╭─ EXCERPT
Punjab-Haryana High Court

M/S Food Corporation Of India vs State Of Punjab on 19 March, 2009

       IN THE HIGH COURT OF PUNJAB AND HARYANA AT

                             CHANDIGARH

                         G.S.T.R. No. 14 of 1990

                  DATE OF DECISION: March 19, 2009

M/s Food Corporation of India, Ferozepur

                                                              ...Applicant

                                 Versus

State of Punjab

                                                            ...Respondent

CORAM: HON'BLE MR. JUSTICE M.M. KUMAR

            HON'BLE MR. JUSTICE H.S. BHALLA

Present:    Mr. Kashmiri Lal Goyal, Advocate,
            for the applicant.

            Mr. Piyush Kant Jain, Addl. AG, Punjab,
            for the respondent.

1.    Whether Reporters of local papers may be             Yes
      allowed to see the judgment?
2.    To be referred to the Reporters or not?              Yes
3.    Whether the judgment should be reported in
      the Digest?


M.M. KUMAR, J.

This order shall dispose of G.S.T.R. No. 14 of 1990 and connected G.S.T.R. Nos. 49 & 50 of 1989, 17 of 1990, 25, 28, 30, 31, 32, 36, 38, 59 and 60 of 1991. The relevant facts necessary for the disposal of the controversy raised in these references are being referred from G.S.T.R. Nos. 50 of 1989, 14 of 1990 and 60 of 1991.

2. At the instance of the Food Corporation of India-applicant, this Court has issued direction to the Sales Tax Tribunal, Punjab (for G.S.T.R. No. 14 of 1990 2 brevity, 'the Tribunal') to refer questions of law for opinion of this Court, vide various orders. The principal order seeking reference under Section 22(2) of the Punjab General Sales Tax Act, 1948 (for brevity, 'the Act') was passed by this Court on 27.9.1988 directing the Tribunal to refer the following questions of law, which had emerged from the order dated 25.11.1983 passed by the Tribunal. Accordingly, the Tribunal has referred the following questions of law (in G.S.T.R. No. 14 of 1990) to this Court for its opinion:-

"1. Whether in the facts and circumstances of the case, the expenses incurred by the State or Agencies of the Food Corporation of India after acquiring or purchasing the goods before delivery to the petitioner-dealer could form part of gross turnover and be subjected to tax?
2. Whether the foodgrains procured by the Food Corporation of India under the Levy Order amounts to sale/purchase and can be subjected to tax?
3. Whether in the facts and circumstances of the case the Tribunal is right in law in holding that the bardana supplied by the Food Corporation of India alongwith foodgrains can be subjected to tax?
3. It is also pertinent to mention that in some of the references viz. G.S.T.R. Nos. 49 & 50 of 1989, 36, 59 and 60 of 1991, the Tribunal has also referred the question of law as to whether the market fee could also be subjected to tax, for opinion of this Court, which is an additional G.S.T.R. No. 14 of 1990 3 question of law in the aforesaid cases. The additional question of law as referred in G.S.T.R. No. 60 of 1991 reads thus:-
"Whether in the facts and circumstances of the case, the Tribunal is right in law in holding that the market fee can be subjected to tax under the provisions of the Act which had been recovered from the purchasing dealer viz. Food Corporation of India and ratio of the law laid down in Supreme Court 46 STC 477 [Anand Swarup Mahesh Kumar v. Commissioner of Sales Tax, [1980] 46 STC 477] was not applicable to the facts of the case?"
╰─
╭─ RAW RECORDS
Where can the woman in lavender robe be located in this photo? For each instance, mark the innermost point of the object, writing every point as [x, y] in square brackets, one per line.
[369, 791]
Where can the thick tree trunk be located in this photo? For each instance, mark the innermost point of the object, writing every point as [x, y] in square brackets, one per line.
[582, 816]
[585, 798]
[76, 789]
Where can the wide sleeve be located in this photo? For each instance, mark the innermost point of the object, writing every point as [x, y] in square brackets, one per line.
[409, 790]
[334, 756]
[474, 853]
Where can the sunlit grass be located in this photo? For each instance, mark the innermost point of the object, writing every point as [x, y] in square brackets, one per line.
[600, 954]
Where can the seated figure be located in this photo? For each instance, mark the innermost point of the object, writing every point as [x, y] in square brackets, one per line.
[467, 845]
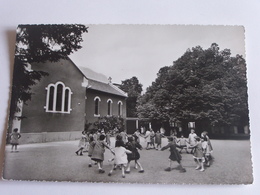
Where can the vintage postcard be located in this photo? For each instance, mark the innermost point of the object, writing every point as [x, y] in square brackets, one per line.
[150, 104]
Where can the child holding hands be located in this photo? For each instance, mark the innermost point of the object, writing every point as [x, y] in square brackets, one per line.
[174, 156]
[98, 152]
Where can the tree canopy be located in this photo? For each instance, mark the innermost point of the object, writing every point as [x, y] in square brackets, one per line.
[40, 43]
[134, 90]
[208, 85]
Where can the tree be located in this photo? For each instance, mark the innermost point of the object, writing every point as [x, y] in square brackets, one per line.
[207, 86]
[134, 90]
[40, 43]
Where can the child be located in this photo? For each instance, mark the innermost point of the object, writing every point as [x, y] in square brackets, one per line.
[152, 139]
[158, 139]
[174, 156]
[133, 146]
[192, 140]
[206, 150]
[90, 149]
[147, 137]
[198, 154]
[137, 135]
[183, 144]
[15, 136]
[108, 135]
[120, 153]
[82, 143]
[98, 152]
╰─
EXERCISE TASKS
1. Answer these about the judgment:
(a) Which advocate appeared for the applicant?
(b) On what date did the Court pass the principal order directing the Tribunal to refer questions of law?
(c) In which G.S.T.R. is the quoted additional question about the market fee referred?
2. Repeat the judgment from "HON'BLE MR. JUSTICE H.S." up to and including "the Digest?".

TASK ANSWERS
1.
(a) Mr. Kashmiri Lal Goyal
(b) 27.9.1988
(c) G.S.T.R. No. 60 of 1991

2.
HON'BLE MR. JUSTICE H.S. BHALLA

Present:    Mr. Kashmiri Lal Goyal, Advocate,
            for the applicant.

            Mr. Piyush Kant Jain, Addl. AG, Punjab,
            for the respondent.

1.    Whether Reporters of local papers may be             Yes
      allowed to see the judgment?
2.    To be referred to the Reporters or not?              Yes
3.    Whether the judgment should be reported in
      the Digest?